* _What is needed_: Rewrite the listing lines from the line holding "find the neighboring" through the line holding "[360,349,380,378]", inclusive. In them, rename "mailbox" to "letterbox" and leave everything else unchanged.

···

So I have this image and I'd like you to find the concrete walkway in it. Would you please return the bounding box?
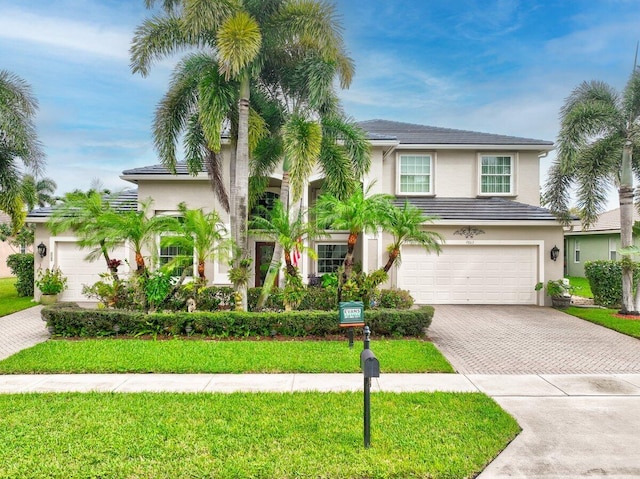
[0,306,640,479]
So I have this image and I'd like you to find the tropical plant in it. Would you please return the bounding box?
[47,190,119,280]
[162,202,227,283]
[36,268,67,294]
[383,201,444,273]
[250,201,324,280]
[21,174,58,211]
[97,200,175,276]
[131,0,353,307]
[315,185,393,290]
[544,67,640,314]
[0,70,44,230]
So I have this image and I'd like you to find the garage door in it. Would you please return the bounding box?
[398,245,537,304]
[55,241,124,301]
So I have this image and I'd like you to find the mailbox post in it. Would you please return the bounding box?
[360,326,380,449]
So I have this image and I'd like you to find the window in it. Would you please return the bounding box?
[480,155,513,194]
[399,155,431,194]
[158,244,197,276]
[609,238,618,261]
[318,248,347,274]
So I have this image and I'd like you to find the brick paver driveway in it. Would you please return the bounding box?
[429,305,640,374]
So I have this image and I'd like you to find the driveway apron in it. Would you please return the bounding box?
[0,306,49,360]
[429,305,640,374]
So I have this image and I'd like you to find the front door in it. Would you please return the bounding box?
[256,242,278,288]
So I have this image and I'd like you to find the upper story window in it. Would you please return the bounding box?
[480,155,513,195]
[398,155,433,194]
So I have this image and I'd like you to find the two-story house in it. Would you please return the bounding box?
[29,120,563,305]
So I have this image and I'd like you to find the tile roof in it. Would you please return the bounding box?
[358,120,553,145]
[394,197,556,221]
[27,189,138,221]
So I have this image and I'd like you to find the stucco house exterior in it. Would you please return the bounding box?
[29,120,563,305]
[564,208,640,277]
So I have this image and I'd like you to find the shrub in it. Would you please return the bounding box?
[42,304,433,338]
[375,289,413,309]
[7,253,33,296]
[584,260,640,308]
[36,268,67,294]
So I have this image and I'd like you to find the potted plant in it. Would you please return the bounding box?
[36,268,67,304]
[535,278,573,309]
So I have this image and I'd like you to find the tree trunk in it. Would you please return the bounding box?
[383,248,400,273]
[619,141,640,314]
[231,72,250,311]
[257,169,289,309]
[100,240,120,282]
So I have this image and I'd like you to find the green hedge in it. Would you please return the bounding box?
[7,253,34,296]
[584,260,640,308]
[42,303,433,338]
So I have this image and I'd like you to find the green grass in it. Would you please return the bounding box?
[567,276,593,298]
[564,307,640,338]
[0,278,36,316]
[0,339,453,374]
[0,393,520,479]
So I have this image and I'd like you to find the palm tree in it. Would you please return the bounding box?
[382,201,444,273]
[250,201,324,282]
[316,185,393,284]
[131,0,353,305]
[163,203,226,283]
[98,200,174,276]
[21,174,58,211]
[544,68,640,314]
[47,190,119,281]
[0,70,44,230]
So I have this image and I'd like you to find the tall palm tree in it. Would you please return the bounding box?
[21,174,58,211]
[163,203,226,283]
[382,201,444,273]
[0,70,44,230]
[47,190,119,280]
[250,201,324,280]
[131,0,353,310]
[543,68,640,314]
[98,200,174,276]
[316,185,393,290]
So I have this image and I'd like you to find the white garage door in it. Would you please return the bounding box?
[398,245,537,304]
[55,241,123,301]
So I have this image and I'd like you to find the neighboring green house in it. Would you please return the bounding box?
[564,208,640,277]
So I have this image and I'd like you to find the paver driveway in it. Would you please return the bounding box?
[429,305,640,374]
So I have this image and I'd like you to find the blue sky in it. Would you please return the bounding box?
[0,0,640,203]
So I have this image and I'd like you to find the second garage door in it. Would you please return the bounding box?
[398,245,538,304]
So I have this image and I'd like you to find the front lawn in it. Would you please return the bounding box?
[0,339,453,374]
[564,307,640,338]
[0,278,36,316]
[567,276,593,298]
[0,393,520,479]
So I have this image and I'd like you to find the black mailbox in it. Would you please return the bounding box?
[360,349,380,378]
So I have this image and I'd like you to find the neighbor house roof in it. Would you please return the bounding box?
[27,189,138,223]
[358,120,553,150]
[394,197,556,222]
[565,208,640,235]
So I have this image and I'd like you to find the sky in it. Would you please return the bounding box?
[0,0,640,207]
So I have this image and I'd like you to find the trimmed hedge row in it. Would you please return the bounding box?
[42,303,433,338]
[584,260,640,308]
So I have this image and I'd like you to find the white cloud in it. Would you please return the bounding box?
[0,9,133,61]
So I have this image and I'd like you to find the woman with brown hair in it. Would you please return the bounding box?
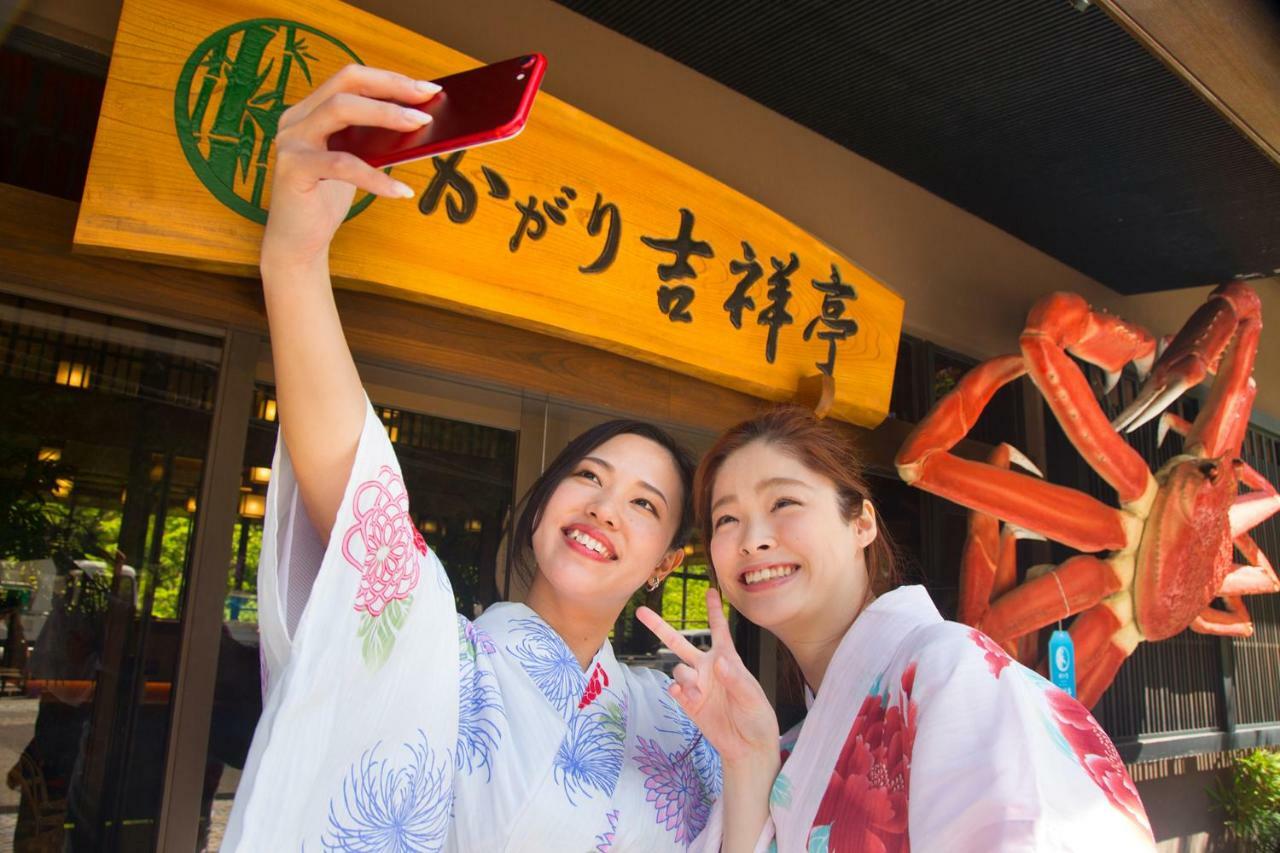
[641,407,1153,852]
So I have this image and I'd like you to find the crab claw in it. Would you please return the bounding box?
[1133,348,1169,382]
[1004,442,1044,480]
[1005,521,1048,542]
[1111,283,1258,433]
[1111,370,1193,438]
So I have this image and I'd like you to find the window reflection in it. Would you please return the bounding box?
[0,295,221,850]
[200,383,516,850]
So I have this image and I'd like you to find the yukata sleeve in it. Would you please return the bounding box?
[689,793,777,853]
[223,401,460,850]
[902,622,1155,853]
[259,400,456,695]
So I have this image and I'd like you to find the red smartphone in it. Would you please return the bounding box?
[329,54,547,169]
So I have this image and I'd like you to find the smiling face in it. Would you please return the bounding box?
[532,433,685,610]
[710,439,876,643]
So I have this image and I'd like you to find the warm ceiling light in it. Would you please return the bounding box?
[54,361,90,388]
[241,494,266,519]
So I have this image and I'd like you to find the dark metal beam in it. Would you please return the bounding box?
[1097,0,1280,164]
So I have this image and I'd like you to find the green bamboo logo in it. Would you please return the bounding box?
[173,18,374,223]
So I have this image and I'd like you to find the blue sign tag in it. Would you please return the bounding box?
[1048,629,1075,699]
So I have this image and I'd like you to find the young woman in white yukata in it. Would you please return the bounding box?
[224,67,732,853]
[640,407,1155,853]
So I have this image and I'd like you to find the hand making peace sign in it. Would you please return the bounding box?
[636,589,778,766]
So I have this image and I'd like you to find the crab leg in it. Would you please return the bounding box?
[1190,596,1253,637]
[956,444,1038,625]
[978,555,1124,643]
[1228,462,1280,537]
[1020,293,1156,503]
[1114,282,1262,456]
[1070,603,1140,708]
[895,356,1126,551]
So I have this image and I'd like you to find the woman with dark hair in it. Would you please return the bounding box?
[224,67,721,853]
[639,407,1155,853]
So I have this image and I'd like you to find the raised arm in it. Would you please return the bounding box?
[636,589,782,853]
[260,65,439,540]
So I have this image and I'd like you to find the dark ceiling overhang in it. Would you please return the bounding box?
[558,0,1280,293]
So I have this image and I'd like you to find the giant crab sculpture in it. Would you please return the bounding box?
[896,283,1280,707]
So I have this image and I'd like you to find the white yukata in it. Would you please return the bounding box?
[698,587,1155,853]
[223,399,721,853]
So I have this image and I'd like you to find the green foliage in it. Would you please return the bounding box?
[662,566,728,630]
[1210,749,1280,852]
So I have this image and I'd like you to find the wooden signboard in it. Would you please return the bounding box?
[76,0,902,427]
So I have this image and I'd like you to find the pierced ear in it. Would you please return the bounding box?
[653,540,685,583]
[854,500,879,548]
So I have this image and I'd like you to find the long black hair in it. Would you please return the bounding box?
[507,420,694,587]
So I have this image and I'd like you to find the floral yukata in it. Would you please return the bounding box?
[699,587,1155,853]
[224,399,721,853]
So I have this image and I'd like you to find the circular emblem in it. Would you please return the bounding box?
[173,18,375,223]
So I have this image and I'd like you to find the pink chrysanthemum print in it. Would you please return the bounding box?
[1044,688,1151,834]
[969,628,1014,679]
[342,465,425,616]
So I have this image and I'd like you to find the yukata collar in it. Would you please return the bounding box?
[480,602,625,720]
[804,584,942,711]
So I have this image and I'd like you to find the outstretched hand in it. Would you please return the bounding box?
[636,589,778,767]
[262,65,440,265]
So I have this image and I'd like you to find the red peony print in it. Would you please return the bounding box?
[1044,688,1151,835]
[969,628,1014,679]
[814,663,918,853]
[342,465,420,616]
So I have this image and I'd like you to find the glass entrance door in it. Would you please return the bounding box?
[198,353,521,850]
[0,293,223,852]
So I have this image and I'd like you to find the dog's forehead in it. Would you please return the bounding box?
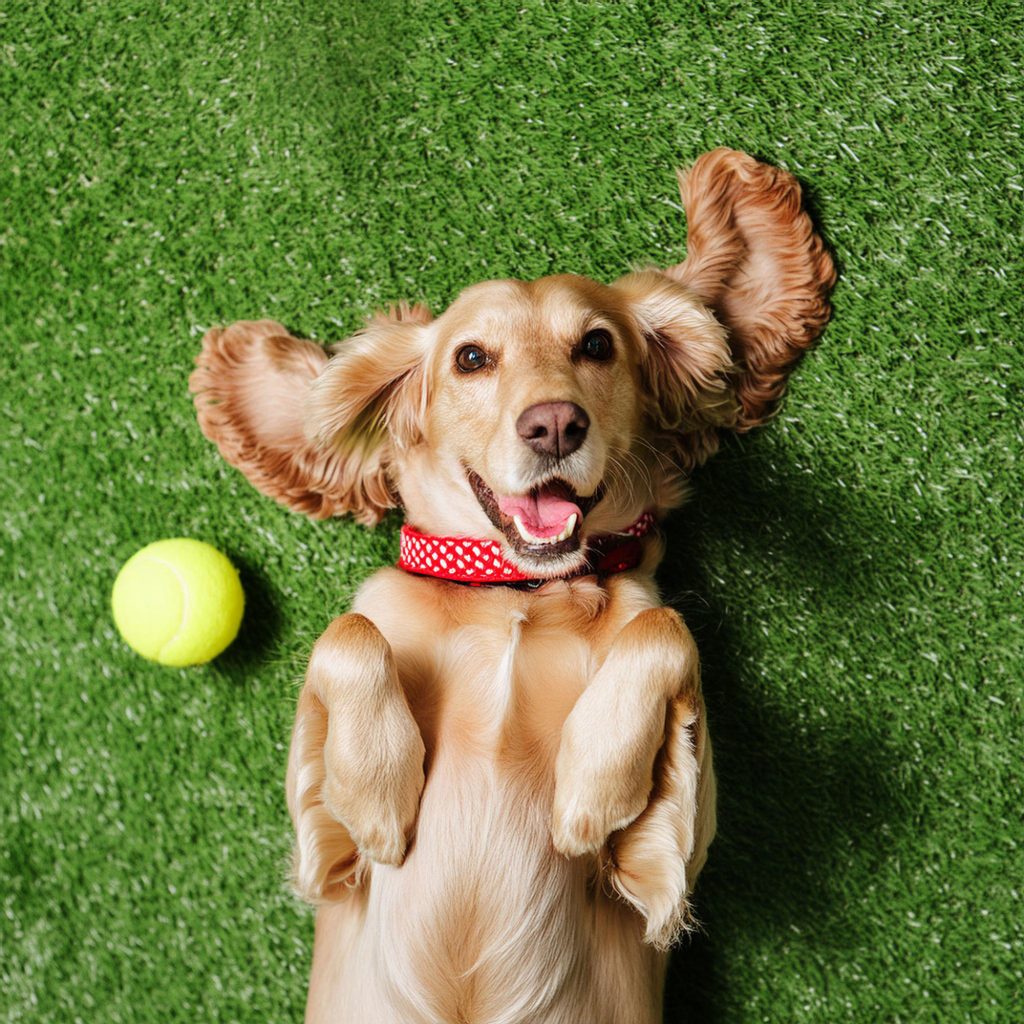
[441,274,618,335]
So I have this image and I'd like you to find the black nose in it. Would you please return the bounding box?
[515,401,590,459]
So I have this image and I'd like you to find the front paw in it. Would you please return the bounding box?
[551,764,651,857]
[323,712,424,866]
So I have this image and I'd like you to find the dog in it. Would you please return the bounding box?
[190,148,835,1024]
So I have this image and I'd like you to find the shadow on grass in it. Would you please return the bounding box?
[217,552,281,679]
[659,442,913,1024]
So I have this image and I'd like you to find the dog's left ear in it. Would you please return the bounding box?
[665,148,836,430]
[612,270,739,469]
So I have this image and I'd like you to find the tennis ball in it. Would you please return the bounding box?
[111,538,245,667]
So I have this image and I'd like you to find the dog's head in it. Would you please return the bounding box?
[191,150,834,577]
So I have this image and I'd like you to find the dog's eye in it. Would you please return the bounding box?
[580,328,611,362]
[455,345,490,374]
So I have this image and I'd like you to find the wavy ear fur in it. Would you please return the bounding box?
[613,270,738,469]
[666,148,836,431]
[188,306,430,525]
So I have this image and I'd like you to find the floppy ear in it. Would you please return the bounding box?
[188,306,430,525]
[666,148,836,430]
[612,270,739,469]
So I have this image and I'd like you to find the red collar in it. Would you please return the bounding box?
[398,512,654,587]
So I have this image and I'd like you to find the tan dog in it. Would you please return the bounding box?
[191,150,835,1024]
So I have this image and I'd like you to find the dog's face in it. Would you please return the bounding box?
[191,150,835,561]
[313,273,735,577]
[395,276,651,574]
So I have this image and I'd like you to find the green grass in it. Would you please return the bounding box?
[0,0,1024,1024]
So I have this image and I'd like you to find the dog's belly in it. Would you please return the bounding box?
[307,757,665,1024]
[308,623,664,1024]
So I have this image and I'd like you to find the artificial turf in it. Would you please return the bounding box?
[0,0,1024,1024]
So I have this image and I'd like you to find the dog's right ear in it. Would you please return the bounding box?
[188,306,430,525]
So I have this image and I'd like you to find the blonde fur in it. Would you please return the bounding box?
[190,150,835,1024]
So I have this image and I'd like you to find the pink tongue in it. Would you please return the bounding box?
[498,488,580,537]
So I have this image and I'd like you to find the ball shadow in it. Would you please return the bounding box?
[216,552,281,679]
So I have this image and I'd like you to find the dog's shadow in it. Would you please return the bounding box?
[658,441,907,1024]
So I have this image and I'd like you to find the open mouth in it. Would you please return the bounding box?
[467,470,603,556]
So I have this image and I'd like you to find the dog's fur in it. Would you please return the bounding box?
[191,150,835,1024]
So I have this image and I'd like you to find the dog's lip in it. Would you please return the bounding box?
[466,467,604,557]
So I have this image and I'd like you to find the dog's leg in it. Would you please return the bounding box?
[288,614,424,895]
[552,608,699,856]
[607,700,715,949]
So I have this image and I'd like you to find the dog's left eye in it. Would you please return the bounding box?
[580,329,611,362]
[455,345,490,374]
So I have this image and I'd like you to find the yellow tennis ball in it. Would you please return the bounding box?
[111,538,245,667]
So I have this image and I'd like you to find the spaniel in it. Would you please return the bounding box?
[190,150,835,1024]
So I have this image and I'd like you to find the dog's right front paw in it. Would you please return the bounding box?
[323,730,424,866]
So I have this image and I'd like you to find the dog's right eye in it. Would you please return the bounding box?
[455,345,490,374]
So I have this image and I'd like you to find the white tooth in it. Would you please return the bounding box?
[558,512,577,541]
[512,515,535,544]
[512,512,577,544]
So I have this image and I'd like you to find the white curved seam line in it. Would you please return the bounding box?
[146,555,189,657]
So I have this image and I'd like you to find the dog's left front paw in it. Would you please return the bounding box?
[551,769,651,857]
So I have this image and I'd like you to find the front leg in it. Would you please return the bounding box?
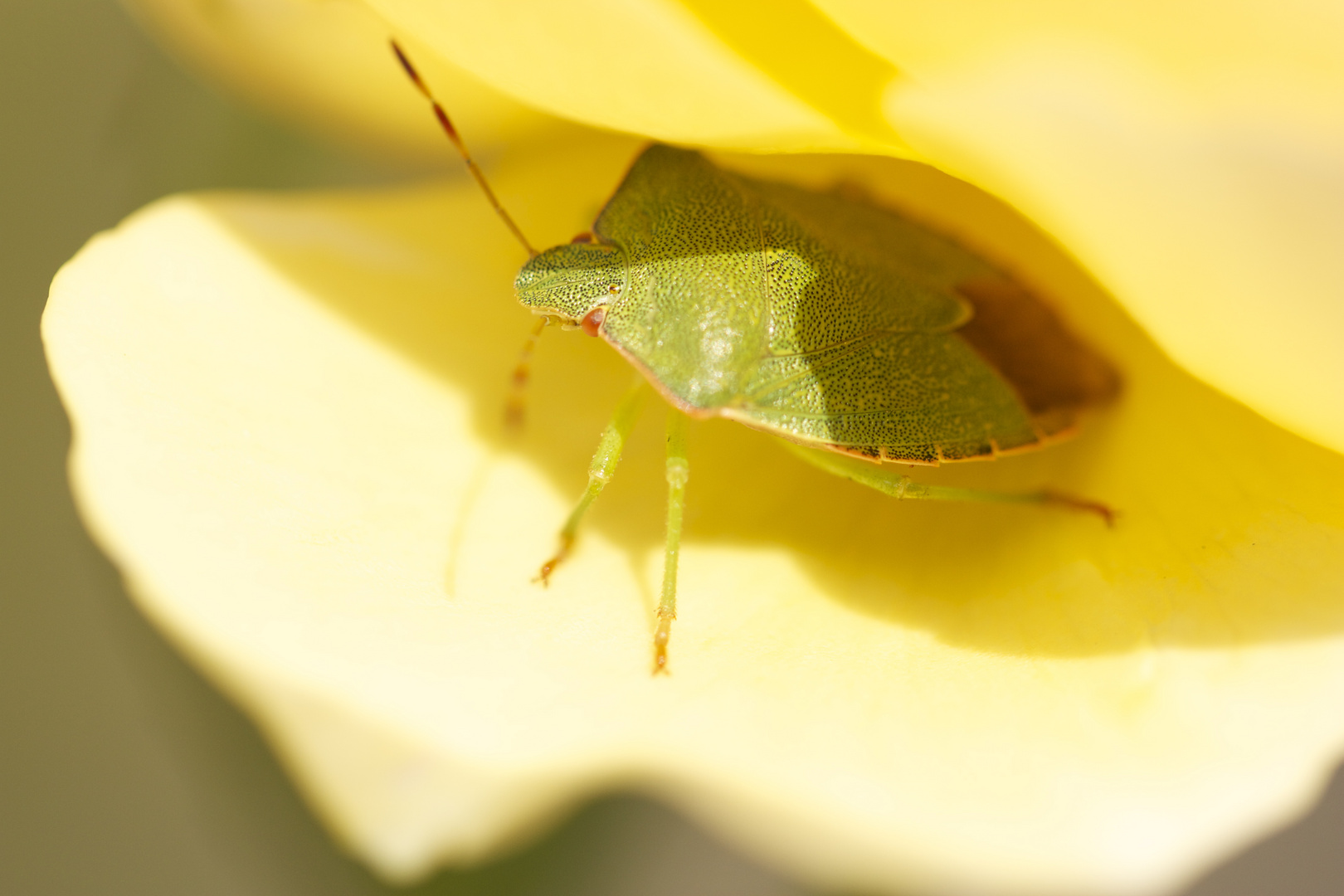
[533,376,648,584]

···

* _Solution below_:
So I have this image and I'd like you to find the neighboring green house in it. Would you please return the bounding box?
[564,208,640,277]
So I have this image and I'd like you to find the paver driveway in it. Would you please return the bounding box?
[429,305,640,374]
So I have this image and I'd like you to find the blue sky in it. Would you please return the bounding box?
[0,0,640,203]
So I have this image and I'd like you to find the second garage door in it. Would you please return the bounding box?
[398,245,538,304]
So I have this image and I'd like you to find the front lawn in it. Would you please return the bounding box?
[0,339,453,374]
[564,307,640,338]
[0,278,36,316]
[567,276,593,298]
[0,393,520,479]
So I have this image and I'd like you to find the black letterbox in it. Would you please return the bounding box?
[360,349,380,378]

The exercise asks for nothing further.